Source document
--------------------------------------------------

I am fairly new to working with pandas. I have a dataframe with individual entries like this:
dfImport:
id | date_created | date_closed |
---|---|---|
0 | 01-07-2020 | |
1 | 02-09-2020 | 10-09-2020 |
2 | 07-03-2019 | 02-09-2020 |
I would like to filter it in a way, that I get the total number of created and closed objects (count id's) grouped by Year and Quarter and Month like this:
dfInOut:
Year | Qrt | month | number_created | number_closed |
---|---|---|---|---|
2019 | 1 | March | 1 | 0 |
2020 | 3 | July | 1 | 0 |
September | 1 | 2 |
I guess I'd have to use some combination of crosstab or group_by, but I tried out alot of ideas and already did research on the problem, but I can't seem to figure out a way. I guess it's an issue of understanding. Thanks in advance!
CodePudding user response:
Use DataFrame.melt
with crosstab
:
df['date_created'] = pd.to_datetime(df['date_created'], dayfirst=True)
df['date_closed'] = pd.to_datetime(df['date_closed'], dayfirst=True)
df1 = df.melt(value_vars=['date_created','date_closed']).dropna()
df = (pd.crosstab([df1['value'].dt.year.rename('Year'),
df1['value'].dt.quarter.rename('Qrt'),
df1['value'].dt.month.rename('Month')], df1['variable'])
[['date_created','date_closed']])
print (df)
variable date_created date_closed
Year Qrt Month
2019 1 3 1 0
2020 3 7 1 0
9 1 2
df = df.rename_axis(None, axis=1).reset_index()
print (df)
Year Qrt Month date_created date_closed
0 2019 1 3 1 0
1 2020 3 7 1 0
2 2020 3 9 1 2

--------------------------------------------------

Work instructions
(1) In the pandas thread, which two pandas methods does the reply combine to count the created and closed dates?
(2) Extract word for word the passage of the pandas thread that starts at the words "[['date_created','date_closed']])" and ends after the words "df = df.rename_axis(None, axis=1).reset_index()".
Draw only on the pandas thread when responding.

--------------------------------------------------

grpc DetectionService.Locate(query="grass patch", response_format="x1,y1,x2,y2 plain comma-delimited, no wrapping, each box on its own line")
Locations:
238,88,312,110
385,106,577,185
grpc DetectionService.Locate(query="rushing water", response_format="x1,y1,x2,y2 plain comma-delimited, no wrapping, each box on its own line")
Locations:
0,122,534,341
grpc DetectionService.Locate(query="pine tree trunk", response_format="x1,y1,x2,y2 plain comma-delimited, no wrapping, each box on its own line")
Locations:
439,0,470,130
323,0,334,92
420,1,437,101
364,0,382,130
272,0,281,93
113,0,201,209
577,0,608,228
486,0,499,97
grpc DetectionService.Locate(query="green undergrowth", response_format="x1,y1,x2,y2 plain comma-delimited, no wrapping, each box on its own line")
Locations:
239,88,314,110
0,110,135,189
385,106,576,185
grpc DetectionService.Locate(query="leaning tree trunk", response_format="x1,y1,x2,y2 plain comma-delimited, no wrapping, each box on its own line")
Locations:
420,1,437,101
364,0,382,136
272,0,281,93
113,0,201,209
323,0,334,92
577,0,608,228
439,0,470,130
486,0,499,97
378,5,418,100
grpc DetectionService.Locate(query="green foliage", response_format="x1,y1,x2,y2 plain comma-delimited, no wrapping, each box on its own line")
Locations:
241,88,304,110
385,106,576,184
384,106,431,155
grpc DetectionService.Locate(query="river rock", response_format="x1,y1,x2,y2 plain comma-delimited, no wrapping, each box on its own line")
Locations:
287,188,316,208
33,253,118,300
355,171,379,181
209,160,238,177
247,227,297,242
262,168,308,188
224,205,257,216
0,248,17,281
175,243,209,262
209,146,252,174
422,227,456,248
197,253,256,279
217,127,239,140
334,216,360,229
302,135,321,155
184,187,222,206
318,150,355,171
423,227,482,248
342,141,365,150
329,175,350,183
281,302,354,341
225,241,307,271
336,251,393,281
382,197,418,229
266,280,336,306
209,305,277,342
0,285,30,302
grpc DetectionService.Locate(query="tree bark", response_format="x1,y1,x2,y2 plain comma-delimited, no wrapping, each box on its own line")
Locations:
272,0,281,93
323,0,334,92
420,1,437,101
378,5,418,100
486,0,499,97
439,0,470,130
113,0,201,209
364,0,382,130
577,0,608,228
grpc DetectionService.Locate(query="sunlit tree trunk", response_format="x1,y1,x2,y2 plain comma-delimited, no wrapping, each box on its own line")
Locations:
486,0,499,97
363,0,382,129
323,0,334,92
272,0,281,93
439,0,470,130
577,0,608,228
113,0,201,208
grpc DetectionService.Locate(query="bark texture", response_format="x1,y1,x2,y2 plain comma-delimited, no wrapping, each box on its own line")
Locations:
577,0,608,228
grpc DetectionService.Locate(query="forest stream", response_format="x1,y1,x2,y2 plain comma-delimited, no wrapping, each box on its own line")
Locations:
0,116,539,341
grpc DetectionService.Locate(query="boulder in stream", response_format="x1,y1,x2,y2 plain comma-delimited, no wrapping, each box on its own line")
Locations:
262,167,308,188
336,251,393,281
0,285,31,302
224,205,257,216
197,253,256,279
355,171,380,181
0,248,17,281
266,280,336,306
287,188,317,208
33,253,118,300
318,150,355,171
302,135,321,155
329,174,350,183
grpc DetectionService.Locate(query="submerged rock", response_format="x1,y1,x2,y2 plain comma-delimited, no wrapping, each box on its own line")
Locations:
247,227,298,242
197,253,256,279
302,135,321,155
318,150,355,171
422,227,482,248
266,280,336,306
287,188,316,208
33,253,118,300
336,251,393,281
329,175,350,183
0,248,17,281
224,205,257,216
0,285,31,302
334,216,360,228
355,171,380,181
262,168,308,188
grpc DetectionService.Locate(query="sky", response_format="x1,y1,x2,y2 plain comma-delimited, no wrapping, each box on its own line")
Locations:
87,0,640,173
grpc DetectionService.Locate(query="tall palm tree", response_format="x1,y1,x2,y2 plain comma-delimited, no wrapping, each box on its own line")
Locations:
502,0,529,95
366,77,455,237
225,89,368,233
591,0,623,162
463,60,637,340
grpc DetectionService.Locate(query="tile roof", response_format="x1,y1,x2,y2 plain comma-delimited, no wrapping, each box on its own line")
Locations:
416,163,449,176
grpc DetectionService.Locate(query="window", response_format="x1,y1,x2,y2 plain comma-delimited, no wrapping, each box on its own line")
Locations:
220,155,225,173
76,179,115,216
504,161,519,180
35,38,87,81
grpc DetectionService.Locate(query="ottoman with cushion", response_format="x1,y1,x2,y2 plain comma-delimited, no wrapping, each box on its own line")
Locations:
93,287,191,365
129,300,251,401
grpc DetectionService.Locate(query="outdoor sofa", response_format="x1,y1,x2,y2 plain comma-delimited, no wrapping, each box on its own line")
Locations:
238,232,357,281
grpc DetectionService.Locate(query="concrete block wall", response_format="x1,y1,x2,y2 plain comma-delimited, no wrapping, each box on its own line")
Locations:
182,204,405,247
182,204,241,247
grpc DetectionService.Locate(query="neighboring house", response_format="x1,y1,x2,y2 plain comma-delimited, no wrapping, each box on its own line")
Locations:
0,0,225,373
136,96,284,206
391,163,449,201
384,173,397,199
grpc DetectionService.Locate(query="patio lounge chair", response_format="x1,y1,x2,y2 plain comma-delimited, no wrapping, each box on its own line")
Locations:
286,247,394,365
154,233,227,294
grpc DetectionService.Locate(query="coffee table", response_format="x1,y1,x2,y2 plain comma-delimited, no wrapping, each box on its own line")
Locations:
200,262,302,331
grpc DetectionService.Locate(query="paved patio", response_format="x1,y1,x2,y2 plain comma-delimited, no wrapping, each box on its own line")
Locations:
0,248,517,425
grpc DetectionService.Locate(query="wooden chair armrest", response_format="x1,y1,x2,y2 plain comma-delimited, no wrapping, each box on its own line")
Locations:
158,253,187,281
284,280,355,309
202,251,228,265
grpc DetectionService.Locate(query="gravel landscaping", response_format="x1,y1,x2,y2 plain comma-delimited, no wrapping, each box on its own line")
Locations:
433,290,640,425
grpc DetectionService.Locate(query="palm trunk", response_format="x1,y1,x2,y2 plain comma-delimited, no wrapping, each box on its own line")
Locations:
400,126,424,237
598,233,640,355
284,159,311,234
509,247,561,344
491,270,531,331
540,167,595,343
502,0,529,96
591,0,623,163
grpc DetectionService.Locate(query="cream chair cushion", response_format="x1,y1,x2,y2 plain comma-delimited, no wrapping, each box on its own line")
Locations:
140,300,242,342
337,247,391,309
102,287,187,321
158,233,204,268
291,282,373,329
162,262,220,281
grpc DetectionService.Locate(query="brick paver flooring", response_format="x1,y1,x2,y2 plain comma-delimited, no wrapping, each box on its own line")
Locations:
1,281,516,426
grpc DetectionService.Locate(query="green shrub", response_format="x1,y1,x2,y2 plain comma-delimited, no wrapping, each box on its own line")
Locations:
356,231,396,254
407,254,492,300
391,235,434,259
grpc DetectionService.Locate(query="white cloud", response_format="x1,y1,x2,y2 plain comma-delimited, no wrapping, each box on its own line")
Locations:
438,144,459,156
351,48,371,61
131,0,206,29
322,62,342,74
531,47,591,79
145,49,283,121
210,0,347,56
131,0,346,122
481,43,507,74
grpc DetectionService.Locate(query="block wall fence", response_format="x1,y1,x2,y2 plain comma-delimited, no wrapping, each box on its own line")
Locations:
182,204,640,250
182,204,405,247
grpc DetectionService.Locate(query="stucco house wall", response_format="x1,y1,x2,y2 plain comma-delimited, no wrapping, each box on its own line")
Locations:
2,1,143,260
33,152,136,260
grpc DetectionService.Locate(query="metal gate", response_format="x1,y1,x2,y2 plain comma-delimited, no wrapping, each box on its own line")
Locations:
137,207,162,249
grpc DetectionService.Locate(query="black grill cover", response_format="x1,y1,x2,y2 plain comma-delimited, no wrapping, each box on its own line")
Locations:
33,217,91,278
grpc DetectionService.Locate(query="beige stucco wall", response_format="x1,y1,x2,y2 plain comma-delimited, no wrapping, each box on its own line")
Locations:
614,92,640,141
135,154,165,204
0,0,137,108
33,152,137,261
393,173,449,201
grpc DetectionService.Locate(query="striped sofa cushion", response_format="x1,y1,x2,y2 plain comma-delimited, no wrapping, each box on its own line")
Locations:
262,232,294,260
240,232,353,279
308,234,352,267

--------------------------------------------------

Exercise answers
(1) DataFrame.melt and crosstab.

(2)
[['date_created','date_closed']])
print (df)
variable date_created date_closed
Year Qrt Month
2019 1 3 1 0
2020 3 7 1 0
9 1 2
df = df.rename_axis(None, axis=1).reset_index()